→ **Instructions to follow**: Set out every one of the rows below as a Markdown table with the columns Number and Line, one line per table entry, numbered in order and skipping blank lines.
──────── Data in this exercise
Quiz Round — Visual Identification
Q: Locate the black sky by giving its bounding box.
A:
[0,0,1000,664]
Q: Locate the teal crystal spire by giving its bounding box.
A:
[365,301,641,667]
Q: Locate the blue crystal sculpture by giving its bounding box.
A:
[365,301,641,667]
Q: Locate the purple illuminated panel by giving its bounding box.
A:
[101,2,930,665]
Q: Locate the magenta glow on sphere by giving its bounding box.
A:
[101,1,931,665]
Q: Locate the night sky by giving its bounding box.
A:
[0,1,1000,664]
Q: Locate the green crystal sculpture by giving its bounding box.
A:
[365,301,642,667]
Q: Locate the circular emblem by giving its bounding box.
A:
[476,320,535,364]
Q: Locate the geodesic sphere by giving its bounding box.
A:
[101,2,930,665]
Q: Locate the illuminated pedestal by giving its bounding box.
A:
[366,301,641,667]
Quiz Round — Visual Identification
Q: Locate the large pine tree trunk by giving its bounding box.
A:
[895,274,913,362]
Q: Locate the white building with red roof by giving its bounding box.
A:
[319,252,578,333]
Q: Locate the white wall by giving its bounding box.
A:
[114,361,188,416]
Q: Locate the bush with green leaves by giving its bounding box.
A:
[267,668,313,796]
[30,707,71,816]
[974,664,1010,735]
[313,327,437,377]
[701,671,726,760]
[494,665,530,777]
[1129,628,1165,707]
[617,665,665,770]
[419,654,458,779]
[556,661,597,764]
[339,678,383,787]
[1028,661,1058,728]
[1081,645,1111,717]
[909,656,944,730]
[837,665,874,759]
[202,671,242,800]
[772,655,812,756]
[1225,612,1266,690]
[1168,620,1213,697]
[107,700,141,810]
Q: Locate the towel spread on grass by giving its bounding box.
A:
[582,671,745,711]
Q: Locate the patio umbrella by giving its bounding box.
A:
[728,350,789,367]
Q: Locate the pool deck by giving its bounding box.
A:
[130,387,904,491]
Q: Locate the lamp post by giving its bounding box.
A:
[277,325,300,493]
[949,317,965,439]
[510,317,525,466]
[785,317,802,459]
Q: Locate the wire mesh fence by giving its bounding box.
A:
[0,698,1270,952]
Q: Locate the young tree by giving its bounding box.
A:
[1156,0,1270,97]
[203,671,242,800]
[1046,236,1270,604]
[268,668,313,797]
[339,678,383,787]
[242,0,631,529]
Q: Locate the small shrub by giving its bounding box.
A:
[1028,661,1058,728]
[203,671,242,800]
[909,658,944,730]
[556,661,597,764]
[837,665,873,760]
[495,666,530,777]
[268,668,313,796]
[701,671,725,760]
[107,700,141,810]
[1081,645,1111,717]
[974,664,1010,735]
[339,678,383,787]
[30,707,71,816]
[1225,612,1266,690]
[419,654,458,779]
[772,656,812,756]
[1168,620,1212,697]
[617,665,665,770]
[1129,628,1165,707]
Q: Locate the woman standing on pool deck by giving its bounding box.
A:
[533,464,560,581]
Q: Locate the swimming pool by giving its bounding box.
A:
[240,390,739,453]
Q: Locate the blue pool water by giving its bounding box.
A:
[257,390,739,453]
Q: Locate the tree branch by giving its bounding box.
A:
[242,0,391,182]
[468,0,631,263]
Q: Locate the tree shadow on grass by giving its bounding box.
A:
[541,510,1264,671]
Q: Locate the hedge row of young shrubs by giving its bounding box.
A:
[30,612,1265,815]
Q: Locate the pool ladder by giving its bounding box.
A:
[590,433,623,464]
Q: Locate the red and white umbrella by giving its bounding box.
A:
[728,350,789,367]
────────────────
→ **Solution to this exercise**:
| Number | Line |
|---|---|
| 1 | Quiz Round — Visual Identification |
| 2 | Q: Locate the black sky by giving its bounding box. |
| 3 | A: |
| 4 | [0,0,1000,664] |
| 5 | Q: Locate the teal crystal spire by giving its bounding box. |
| 6 | A: |
| 7 | [365,301,641,667] |
| 8 | Q: Locate the blue crystal sculpture by giving its bounding box. |
| 9 | A: |
| 10 | [365,301,641,667] |
| 11 | Q: Locate the purple illuminated panel by giving its bounding box. |
| 12 | A: |
| 13 | [101,2,930,665] |
| 14 | Q: Locate the magenta glow on sphere by giving its bounding box. |
| 15 | A: |
| 16 | [101,1,931,665] |
| 17 | Q: Locate the night sky by giving its bounding box. |
| 18 | A: |
| 19 | [0,1,1000,664] |
| 20 | Q: Locate the green crystal sculpture by giving its bounding box. |
| 21 | A: |
| 22 | [365,301,642,667] |
| 23 | Q: Locate the circular emblem by giving its bounding box. |
| 24 | A: |
| 25 | [476,320,535,364] |
| 26 | Q: Locate the geodesic sphere by giving its bounding box. |
| 27 | A: |
| 28 | [101,2,930,665] |
| 29 | Q: Locate the illuminated pedestal by giving its bounding box. |
| 30 | A: |
| 31 | [366,301,641,667] |
| 32 | Quiz Round — Visual Identification |
| 33 | Q: Locate the large pine tree trunk by giving its bounding box. |
| 34 | A: |
| 35 | [895,274,913,362] |
| 36 | Q: Locate the white building with red roof by giving its bounding box. |
| 37 | A: |
| 38 | [319,252,578,333] |
| 39 | Q: Locate the white wall by giving its bounding box. |
| 40 | A: |
| 41 | [114,361,188,416] |
| 42 | Q: Locate the bush with green leaves by giving its bounding box. |
| 43 | A: |
| 44 | [267,668,313,796] |
| 45 | [30,707,71,816] |
| 46 | [974,664,1010,735] |
| 47 | [313,327,437,377] |
| 48 | [701,671,726,760] |
| 49 | [494,665,530,777] |
| 50 | [1129,628,1165,707] |
| 51 | [617,665,665,770] |
| 52 | [419,654,458,779] |
| 53 | [556,661,597,764] |
| 54 | [339,678,383,787] |
| 55 | [1028,661,1058,728] |
| 56 | [1081,645,1111,717] |
| 57 | [909,656,944,730] |
| 58 | [837,665,874,759] |
| 59 | [202,671,242,800] |
| 60 | [772,655,812,756] |
| 61 | [1225,612,1266,690] |
| 62 | [1168,620,1213,697] |
| 63 | [107,700,141,810] |
| 64 | Q: Locate the towel spread on grass by giving its bounding box. |
| 65 | A: |
| 66 | [582,671,745,711] |
| 67 | Q: Locate the patio umbrella by giving its bounding box. |
| 68 | A: |
| 69 | [728,350,789,367] |
| 70 | Q: Locate the pool deck by giving its bounding box. |
| 71 | A: |
| 72 | [130,387,904,491] |
| 73 | Q: Locate the lamp post by giving its bounding box. |
| 74 | A: |
| 75 | [277,325,300,493] |
| 76 | [949,317,965,439] |
| 77 | [510,317,525,466] |
| 78 | [785,317,802,459] |
| 79 | Q: Locate the wire mesh fence by giving its bounding box. |
| 80 | A: |
| 81 | [0,698,1270,952] |
| 82 | Q: Locate the young tree by giving its bounding box. |
| 83 | A: |
| 84 | [1156,0,1270,97] |
| 85 | [203,671,242,800] |
| 86 | [1046,236,1270,604] |
| 87 | [268,668,313,797] |
| 88 | [339,678,383,787] |
| 89 | [242,0,631,529] |
| 90 | Q: Locate the small shrub by giving its bounding box. |
| 91 | A: |
| 92 | [1028,661,1058,728] |
| 93 | [203,671,242,800] |
| 94 | [909,658,944,730] |
| 95 | [556,661,597,764] |
| 96 | [837,665,873,760] |
| 97 | [495,666,530,777] |
| 98 | [268,668,313,796] |
| 99 | [701,671,725,760] |
| 100 | [107,700,141,810] |
| 101 | [1081,645,1111,717] |
| 102 | [974,664,1010,735] |
| 103 | [339,678,383,787] |
| 104 | [30,707,71,816] |
| 105 | [1225,612,1266,690] |
| 106 | [419,654,458,779] |
| 107 | [772,656,812,756] |
| 108 | [1168,620,1212,697] |
| 109 | [617,665,665,770] |
| 110 | [1129,628,1165,707] |
| 111 | Q: Locate the woman standing on pool deck by giving its bounding box. |
| 112 | A: |
| 113 | [533,464,560,581] |
| 114 | Q: Locate the swimming pool by giving its bounding box. |
| 115 | A: |
| 116 | [240,390,739,453] |
| 117 | Q: Locate the blue pool water by giving its bounding box. |
| 118 | A: |
| 119 | [257,390,739,453] |
| 120 | Q: Locate the tree branch by giving its bounding box. |
| 121 | A: |
| 122 | [242,0,391,182] |
| 123 | [468,0,631,263] |
| 124 | Q: Locate the tree shadow on grass by giving its bounding box. |
| 125 | A: |
| 126 | [541,510,1264,671] |
| 127 | Q: Locate the hedge row of young shrubs by giving its bounding box. |
| 128 | A: |
| 129 | [30,612,1265,815] |
| 130 | Q: Locate the pool ladder by giving its bounding box. |
| 131 | A: |
| 132 | [590,433,623,464] |
| 133 | Q: Locate the red and white umbrella by giving its bounding box. |
| 134 | A: |
| 135 | [728,350,789,367] |